# EXERCISE BRIEF
Arrange the lines of the items below as a numbered list, starting at the line that contains "Drop a point on every instance of the white cloud, written" and ending at the final line of the items. Skip blank lines and leave out the pictures.
** Start of DATA TO PROCESS **
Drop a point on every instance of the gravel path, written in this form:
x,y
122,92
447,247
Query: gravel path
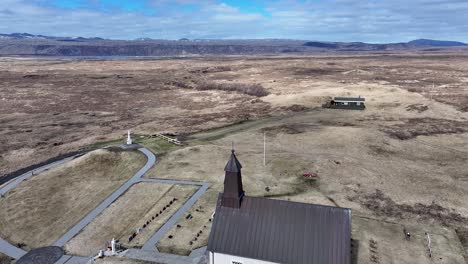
x,y
150,245
108,201
10,250
29,174
15,252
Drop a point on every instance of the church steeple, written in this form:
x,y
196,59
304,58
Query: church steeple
x,y
233,191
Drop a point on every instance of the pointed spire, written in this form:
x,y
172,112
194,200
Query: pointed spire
x,y
233,190
233,164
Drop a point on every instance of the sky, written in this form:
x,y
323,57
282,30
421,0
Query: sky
x,y
375,21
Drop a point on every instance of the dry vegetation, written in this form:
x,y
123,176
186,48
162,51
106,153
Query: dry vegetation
x,y
410,143
128,213
380,242
249,89
44,207
117,260
5,259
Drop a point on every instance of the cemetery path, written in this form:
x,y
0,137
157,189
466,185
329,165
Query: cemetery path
x,y
108,201
16,253
151,243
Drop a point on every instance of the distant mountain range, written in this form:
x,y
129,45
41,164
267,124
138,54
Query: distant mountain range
x,y
38,45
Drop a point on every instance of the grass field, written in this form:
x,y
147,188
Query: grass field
x,y
384,242
116,260
5,259
131,211
44,207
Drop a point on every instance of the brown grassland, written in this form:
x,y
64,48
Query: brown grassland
x,y
39,210
400,163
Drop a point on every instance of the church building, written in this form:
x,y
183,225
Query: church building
x,y
248,230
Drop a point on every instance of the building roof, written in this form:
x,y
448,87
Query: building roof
x,y
282,232
350,99
233,164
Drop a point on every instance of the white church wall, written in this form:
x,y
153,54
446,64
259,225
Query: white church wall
x,y
218,258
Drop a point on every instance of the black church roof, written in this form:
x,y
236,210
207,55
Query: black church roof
x,y
282,232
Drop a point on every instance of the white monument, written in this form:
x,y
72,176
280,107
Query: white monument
x,y
113,246
129,139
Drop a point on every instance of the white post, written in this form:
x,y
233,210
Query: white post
x,y
264,148
113,245
429,244
129,139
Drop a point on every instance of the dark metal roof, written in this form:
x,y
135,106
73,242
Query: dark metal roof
x,y
283,232
233,164
360,99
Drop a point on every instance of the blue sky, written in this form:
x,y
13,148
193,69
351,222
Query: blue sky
x,y
375,21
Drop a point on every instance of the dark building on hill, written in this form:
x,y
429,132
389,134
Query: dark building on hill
x,y
352,103
249,230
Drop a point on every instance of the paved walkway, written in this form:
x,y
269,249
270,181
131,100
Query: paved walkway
x,y
149,249
150,245
67,259
10,250
29,174
163,258
108,201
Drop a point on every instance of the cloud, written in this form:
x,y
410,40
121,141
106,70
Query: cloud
x,y
331,20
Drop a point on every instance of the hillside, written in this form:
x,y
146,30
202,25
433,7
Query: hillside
x,y
24,44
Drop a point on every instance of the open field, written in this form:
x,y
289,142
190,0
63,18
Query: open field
x,y
376,242
117,260
402,160
5,259
42,208
77,102
355,155
131,211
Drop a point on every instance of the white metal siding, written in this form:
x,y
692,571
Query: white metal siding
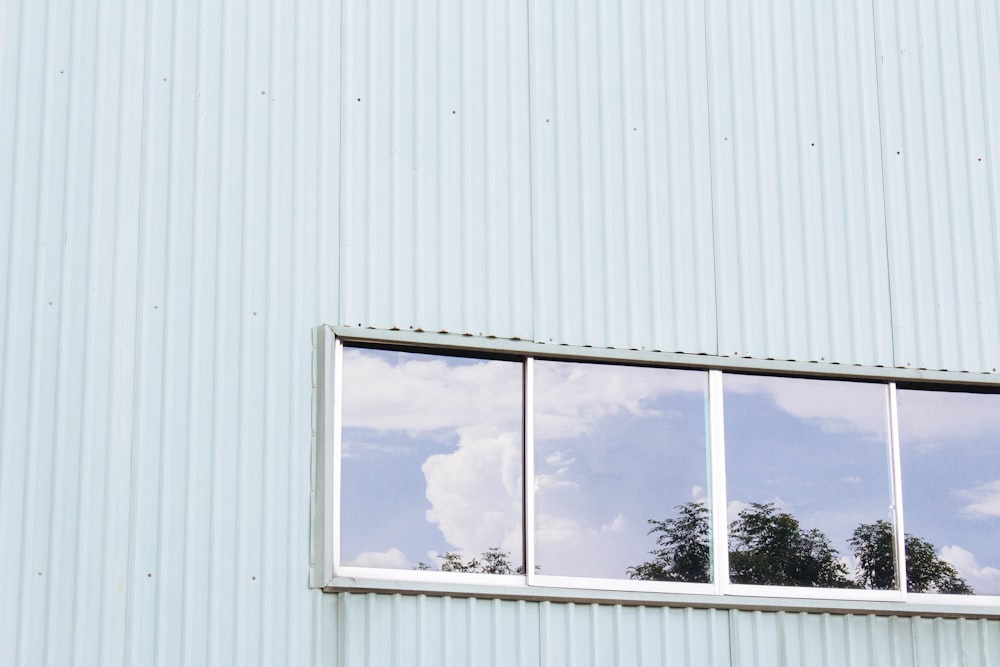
x,y
188,188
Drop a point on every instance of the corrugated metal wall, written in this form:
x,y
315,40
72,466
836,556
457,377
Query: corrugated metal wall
x,y
187,188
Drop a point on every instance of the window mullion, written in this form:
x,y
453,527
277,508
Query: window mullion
x,y
528,421
717,483
897,489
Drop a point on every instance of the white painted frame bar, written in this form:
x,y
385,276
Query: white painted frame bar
x,y
896,482
528,466
719,505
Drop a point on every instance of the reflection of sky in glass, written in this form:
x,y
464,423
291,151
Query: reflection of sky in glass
x,y
615,446
950,458
818,449
431,458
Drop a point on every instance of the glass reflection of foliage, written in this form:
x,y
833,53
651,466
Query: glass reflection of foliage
x,y
768,547
682,552
926,572
492,561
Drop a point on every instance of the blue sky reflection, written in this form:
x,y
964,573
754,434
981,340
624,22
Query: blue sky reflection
x,y
950,459
818,449
432,458
614,447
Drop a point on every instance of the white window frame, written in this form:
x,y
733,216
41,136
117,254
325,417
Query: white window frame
x,y
328,573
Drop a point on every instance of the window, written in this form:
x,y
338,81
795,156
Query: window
x,y
522,468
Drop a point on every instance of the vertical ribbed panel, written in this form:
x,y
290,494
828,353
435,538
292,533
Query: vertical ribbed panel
x,y
762,639
939,82
621,184
177,213
800,240
395,630
435,190
167,242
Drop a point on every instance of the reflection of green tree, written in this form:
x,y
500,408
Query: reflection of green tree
x,y
768,547
926,572
492,561
682,547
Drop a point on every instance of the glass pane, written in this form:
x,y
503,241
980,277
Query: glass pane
x,y
808,482
620,464
432,462
950,458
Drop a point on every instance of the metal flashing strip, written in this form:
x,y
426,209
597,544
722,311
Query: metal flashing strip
x,y
673,359
919,605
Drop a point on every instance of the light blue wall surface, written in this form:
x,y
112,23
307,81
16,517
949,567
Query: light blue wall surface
x,y
188,188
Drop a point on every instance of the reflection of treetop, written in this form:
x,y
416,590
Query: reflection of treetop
x,y
492,561
768,547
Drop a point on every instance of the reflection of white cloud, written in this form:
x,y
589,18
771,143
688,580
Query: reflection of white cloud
x,y
934,416
571,398
392,558
354,449
983,579
836,406
475,491
616,525
984,500
424,393
552,529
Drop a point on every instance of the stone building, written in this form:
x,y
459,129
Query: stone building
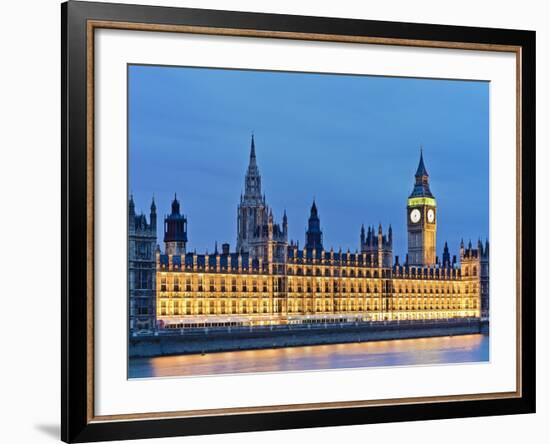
x,y
142,241
268,280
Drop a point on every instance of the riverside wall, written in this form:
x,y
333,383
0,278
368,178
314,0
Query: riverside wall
x,y
197,341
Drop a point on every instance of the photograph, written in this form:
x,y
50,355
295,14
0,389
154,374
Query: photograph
x,y
285,221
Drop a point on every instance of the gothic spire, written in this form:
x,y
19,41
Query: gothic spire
x,y
252,151
421,170
131,205
314,209
421,182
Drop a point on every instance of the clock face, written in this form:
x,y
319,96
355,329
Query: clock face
x,y
415,216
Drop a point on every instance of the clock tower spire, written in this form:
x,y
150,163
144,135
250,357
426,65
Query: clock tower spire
x,y
421,219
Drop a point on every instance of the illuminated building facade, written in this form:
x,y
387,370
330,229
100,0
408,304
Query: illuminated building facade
x,y
268,280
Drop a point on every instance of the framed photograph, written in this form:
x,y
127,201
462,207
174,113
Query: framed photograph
x,y
275,221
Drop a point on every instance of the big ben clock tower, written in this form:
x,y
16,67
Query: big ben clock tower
x,y
421,220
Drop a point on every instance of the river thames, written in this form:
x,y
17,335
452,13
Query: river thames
x,y
423,351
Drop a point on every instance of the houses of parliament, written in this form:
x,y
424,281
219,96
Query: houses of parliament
x,y
268,280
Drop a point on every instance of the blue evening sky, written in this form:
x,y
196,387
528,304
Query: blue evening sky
x,y
352,142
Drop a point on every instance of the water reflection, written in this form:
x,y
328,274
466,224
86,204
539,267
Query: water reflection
x,y
423,351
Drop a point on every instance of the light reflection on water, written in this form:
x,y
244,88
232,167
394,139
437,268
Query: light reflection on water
x,y
423,351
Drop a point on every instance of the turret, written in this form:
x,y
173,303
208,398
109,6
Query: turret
x,y
314,235
446,256
421,219
175,230
153,215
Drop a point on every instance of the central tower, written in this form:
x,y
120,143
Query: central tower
x,y
421,220
252,212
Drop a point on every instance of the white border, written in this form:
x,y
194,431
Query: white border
x,y
114,394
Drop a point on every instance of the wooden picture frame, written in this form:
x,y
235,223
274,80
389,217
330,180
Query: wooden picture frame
x,y
79,22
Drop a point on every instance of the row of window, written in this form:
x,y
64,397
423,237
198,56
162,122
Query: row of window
x,y
297,307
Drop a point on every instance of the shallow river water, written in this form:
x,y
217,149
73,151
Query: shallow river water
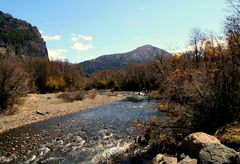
x,y
76,138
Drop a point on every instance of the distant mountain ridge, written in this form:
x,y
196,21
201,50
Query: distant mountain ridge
x,y
19,38
140,55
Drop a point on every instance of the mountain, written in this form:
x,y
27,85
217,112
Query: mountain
x,y
19,38
139,55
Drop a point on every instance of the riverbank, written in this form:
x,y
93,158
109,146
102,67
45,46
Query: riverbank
x,y
38,107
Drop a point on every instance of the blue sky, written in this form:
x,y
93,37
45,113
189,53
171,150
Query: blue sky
x,y
84,29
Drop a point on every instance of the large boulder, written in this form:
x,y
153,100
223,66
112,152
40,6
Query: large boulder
x,y
162,159
218,153
195,142
188,160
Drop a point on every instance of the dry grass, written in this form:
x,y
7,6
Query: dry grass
x,y
72,96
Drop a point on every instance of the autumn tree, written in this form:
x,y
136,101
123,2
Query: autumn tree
x,y
13,83
197,38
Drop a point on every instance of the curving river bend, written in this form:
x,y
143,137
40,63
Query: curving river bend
x,y
79,137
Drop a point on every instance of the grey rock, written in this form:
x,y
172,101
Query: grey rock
x,y
218,153
19,38
195,142
188,160
162,159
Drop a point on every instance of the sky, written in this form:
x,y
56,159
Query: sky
x,y
79,30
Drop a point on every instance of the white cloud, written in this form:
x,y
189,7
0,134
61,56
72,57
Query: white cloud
x,y
84,58
76,37
52,38
59,54
81,47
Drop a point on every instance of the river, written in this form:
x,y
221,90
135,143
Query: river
x,y
80,137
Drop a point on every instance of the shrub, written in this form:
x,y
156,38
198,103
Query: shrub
x,y
72,96
13,83
55,84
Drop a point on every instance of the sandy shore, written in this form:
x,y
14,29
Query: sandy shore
x,y
49,106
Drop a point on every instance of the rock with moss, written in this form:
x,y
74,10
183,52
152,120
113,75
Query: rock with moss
x,y
218,153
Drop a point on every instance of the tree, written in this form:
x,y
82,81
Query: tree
x,y
197,38
13,83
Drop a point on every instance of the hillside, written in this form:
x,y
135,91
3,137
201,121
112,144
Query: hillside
x,y
19,38
139,55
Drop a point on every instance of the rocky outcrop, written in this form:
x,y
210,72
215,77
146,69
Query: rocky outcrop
x,y
188,160
140,55
218,153
162,159
207,149
195,142
19,38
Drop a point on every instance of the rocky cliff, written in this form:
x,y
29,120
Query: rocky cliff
x,y
19,38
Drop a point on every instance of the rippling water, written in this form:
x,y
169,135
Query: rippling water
x,y
76,138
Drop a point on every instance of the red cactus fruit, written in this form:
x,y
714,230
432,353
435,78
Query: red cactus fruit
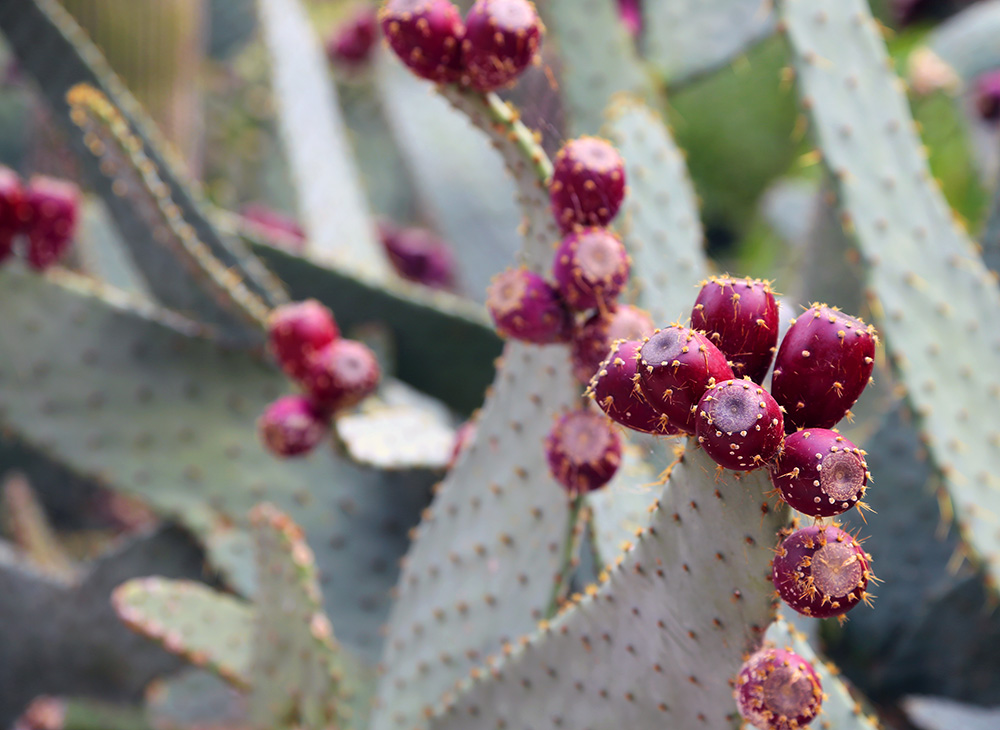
** End of DATA TO PROCESS **
# RESULT
1. Drop a point on every instance of the white cloud, written in this form:
2. x,y
3. 189,7
4. 0,134
5. 61,56
6. 72,57
7. Query: white cloud
8. x,y
9. 84,58
10. 76,37
11. 52,38
12. 59,54
13. 81,47
14. Drop a point on every instance of the river, written in this form:
15. x,y
16. 221,90
17. 135,143
18. Query: river
19. x,y
20. 80,137
21. Drop a point on every instance of the shrub, written in this form:
22. x,y
23. 156,38
24. 198,103
25. Query: shrub
26. x,y
27. 72,96
28. 13,83
29. 55,84
30. Drop a point on every instance of the sandy shore, written in this form:
31. x,y
32. 14,29
33. Query: sandy shore
34. x,y
35. 49,106
36. Drop a point on every instance of the rock with moss, written in this form:
37. x,y
38. 74,10
39. 183,52
40. 152,120
41. 113,75
42. Query: rock with moss
43. x,y
44. 218,153
45. Drop a point on every instance of the tree, written in this form:
46. x,y
47. 82,81
48. Query: tree
49. x,y
50. 197,38
51. 13,83
52. Drop a point on every instance of the hillside, written in this form:
53. x,y
54. 135,91
55. 3,137
56. 201,121
57. 112,144
58. Query: hillside
59. x,y
60. 19,38
61. 139,55
62. Drop a point on every instance of the rocky outcrop, written in this form:
63. x,y
64. 210,72
65. 215,77
66. 146,69
67. Query: rocky outcrop
68. x,y
69. 188,160
70. 140,55
71. 218,153
72. 162,159
73. 207,149
74. 195,142
75. 19,38
76. Drop a point on every instance of the rocky cliff, written in this form:
77. x,y
78. 29,120
79. Query: rocky cliff
80. x,y
81. 19,38
82. Drop a point on every instance of the rippling water, written in this form:
83. x,y
84. 169,135
85. Query: rippling water
86. x,y
87. 76,138
88. Drop a point on every instance of the red cactus fruit, written in this form:
89. x,y
90. 714,230
91. 432,353
92. 435,78
93. Query: red cactus fruit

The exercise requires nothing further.